Stated exercise 1:
Reproduce everything in the records from the line containing "[segment] raised hand" down to the line containing "Mark the region of every instance of the raised", including both of those lines.

--- BEGIN Text passage ---

Album Review – Husky Burnette – “Facedown In The Dirt”

2011 has seen the rise of more entities and organizations to support music in the greater underground roots/country movement than possibly all the other years combined. One of those entities has been Reverend Nix’s Cracker Swamp Productions out of Orland, FL, which in the spirit of full disclosure, broadcasts a podcast from this very site through SCM LIVE on a weekly basis.

With a servants heart, Rev. Nix buries his nose deep into the murky recesses of music that many of us dare not to go, with a tireless drive to find the audio gold just waiting to be discovered. It was in this pursuit that he unearthed Lone Wolf early this year, a previously-unknown banjo-playing one man band whose first album was Cracker Swamp’s freshmen release and featured one of the freshest approaches to banjo music in years, and still holds up after 6 months as one of the standout albums of all 2011.

--- END Text passage ---
--- BEGIN Record list ---

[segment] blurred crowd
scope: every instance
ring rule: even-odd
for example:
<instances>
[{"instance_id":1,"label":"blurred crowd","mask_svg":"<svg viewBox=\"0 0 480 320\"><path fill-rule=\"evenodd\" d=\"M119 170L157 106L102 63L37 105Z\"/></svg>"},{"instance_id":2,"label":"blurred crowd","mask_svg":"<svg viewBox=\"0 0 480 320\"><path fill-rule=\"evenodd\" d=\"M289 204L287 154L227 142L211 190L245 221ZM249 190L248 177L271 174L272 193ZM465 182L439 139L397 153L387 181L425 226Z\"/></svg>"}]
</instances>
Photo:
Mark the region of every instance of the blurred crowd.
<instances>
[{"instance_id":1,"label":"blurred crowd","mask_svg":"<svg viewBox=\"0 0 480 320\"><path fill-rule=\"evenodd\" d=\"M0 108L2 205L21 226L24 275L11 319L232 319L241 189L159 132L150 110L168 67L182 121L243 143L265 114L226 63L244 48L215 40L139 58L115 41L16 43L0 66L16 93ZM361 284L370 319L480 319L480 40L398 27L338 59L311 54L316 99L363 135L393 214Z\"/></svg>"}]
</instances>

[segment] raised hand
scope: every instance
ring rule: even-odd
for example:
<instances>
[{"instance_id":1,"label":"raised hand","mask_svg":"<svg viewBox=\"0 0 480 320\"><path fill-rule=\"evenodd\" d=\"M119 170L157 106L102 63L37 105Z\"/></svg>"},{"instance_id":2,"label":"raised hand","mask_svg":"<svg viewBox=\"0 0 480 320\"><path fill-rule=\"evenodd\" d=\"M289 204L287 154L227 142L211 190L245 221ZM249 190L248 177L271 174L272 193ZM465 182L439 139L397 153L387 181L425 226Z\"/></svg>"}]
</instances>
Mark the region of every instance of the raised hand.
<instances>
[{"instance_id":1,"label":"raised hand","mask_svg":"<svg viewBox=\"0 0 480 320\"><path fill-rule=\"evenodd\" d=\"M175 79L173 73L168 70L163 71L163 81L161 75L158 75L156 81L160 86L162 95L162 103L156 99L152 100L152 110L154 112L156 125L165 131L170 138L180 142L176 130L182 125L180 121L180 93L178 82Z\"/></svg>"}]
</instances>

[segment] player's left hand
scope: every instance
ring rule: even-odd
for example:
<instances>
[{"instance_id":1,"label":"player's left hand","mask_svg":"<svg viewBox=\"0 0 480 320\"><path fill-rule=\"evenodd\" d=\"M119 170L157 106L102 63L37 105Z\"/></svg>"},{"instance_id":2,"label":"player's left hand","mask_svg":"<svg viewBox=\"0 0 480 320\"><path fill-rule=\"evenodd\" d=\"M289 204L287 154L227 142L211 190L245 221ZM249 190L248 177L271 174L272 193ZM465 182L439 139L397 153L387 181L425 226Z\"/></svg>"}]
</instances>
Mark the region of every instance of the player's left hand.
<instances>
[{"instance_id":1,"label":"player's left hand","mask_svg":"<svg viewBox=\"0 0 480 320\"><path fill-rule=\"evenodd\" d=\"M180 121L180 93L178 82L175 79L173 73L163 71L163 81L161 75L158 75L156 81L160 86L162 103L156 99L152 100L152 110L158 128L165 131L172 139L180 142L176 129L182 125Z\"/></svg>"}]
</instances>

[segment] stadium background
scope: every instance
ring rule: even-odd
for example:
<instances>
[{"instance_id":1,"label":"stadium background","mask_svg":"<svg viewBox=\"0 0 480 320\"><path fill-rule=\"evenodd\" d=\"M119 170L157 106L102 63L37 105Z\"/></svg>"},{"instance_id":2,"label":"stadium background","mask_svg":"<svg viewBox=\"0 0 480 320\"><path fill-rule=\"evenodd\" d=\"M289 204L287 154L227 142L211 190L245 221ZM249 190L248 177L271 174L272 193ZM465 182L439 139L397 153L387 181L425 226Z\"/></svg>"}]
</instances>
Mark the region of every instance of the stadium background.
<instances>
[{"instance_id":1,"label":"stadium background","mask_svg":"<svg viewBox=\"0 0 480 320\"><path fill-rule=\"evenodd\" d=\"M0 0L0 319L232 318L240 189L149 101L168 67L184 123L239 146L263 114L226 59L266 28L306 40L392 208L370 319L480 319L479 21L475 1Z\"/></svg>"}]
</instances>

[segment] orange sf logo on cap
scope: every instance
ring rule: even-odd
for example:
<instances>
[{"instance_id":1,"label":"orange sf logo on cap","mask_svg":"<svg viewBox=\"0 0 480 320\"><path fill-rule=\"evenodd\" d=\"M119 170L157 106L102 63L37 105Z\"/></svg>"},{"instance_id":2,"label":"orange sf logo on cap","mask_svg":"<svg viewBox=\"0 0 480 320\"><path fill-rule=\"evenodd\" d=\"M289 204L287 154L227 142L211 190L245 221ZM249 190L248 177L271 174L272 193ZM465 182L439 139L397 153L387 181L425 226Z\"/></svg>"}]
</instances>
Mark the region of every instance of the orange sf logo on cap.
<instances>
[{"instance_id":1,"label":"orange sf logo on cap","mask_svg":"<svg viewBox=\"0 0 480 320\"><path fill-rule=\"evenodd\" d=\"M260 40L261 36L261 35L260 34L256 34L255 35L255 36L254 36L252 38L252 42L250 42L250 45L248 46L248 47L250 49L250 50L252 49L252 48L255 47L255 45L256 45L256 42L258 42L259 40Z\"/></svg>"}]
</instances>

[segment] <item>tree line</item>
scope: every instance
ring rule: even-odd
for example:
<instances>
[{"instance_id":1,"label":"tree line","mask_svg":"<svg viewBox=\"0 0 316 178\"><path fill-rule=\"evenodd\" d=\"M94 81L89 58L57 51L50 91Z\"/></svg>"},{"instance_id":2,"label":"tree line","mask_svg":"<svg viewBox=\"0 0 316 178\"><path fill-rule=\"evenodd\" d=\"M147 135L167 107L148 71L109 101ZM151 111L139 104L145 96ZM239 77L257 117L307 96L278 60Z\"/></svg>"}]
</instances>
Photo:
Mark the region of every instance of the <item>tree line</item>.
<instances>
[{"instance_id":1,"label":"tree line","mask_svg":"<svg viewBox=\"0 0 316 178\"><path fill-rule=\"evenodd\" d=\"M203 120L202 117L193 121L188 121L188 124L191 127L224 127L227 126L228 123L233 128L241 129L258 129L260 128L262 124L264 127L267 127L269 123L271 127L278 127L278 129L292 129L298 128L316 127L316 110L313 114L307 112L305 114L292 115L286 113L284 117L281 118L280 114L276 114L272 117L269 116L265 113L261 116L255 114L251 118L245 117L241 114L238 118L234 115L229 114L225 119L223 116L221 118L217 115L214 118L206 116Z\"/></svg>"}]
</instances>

--- END Record list ---

Stated exercise 2:
Carry on the album review of Husky Burnette's "Facedown In The Dirt" from where it stops.

Result 1:
[segment] raised hand
scope: every instance
ring rule: even-odd
for example:
<instances>
[{"instance_id":1,"label":"raised hand","mask_svg":"<svg viewBox=\"0 0 480 320\"><path fill-rule=\"evenodd\" d=\"M119 170L157 106L102 63L37 105Z\"/></svg>"},{"instance_id":2,"label":"raised hand","mask_svg":"<svg viewBox=\"0 0 480 320\"><path fill-rule=\"evenodd\" d=\"M289 204L287 154L227 142L211 190L245 221ZM249 190L248 177L271 174L272 193ZM465 182L439 139L397 153L387 181L425 226Z\"/></svg>"}]
</instances>
Mark the region of every instance of the raised hand.

Result 2:
With Husky Burnette, it is a little less about discovery, and more about making sure an excellent album doesn’t fall through the cracks. Husky is a wily veteran of the underground roots circuits where country and blues intertwine with no prejudice, playing lead guitar for Roger Alan Wade for 2 1/2 years, and doing time with Polecat Boogie Revival who opened for Hank3. Zach Shedd, Hank3’s current bass player, plays bass on a couple of tracks for this album that is by far more blues than country.

Very few albums pass under my nose that I can’t find at least something wrong with, yet I can’t bring forth any gripe about Facedown in the Dirt. It’s not that the music is hugely groundbreaking, it simply is consistent and solid throughout, which is exceptional in its own right in this day of homespun, impatient projects cluttering the landscape.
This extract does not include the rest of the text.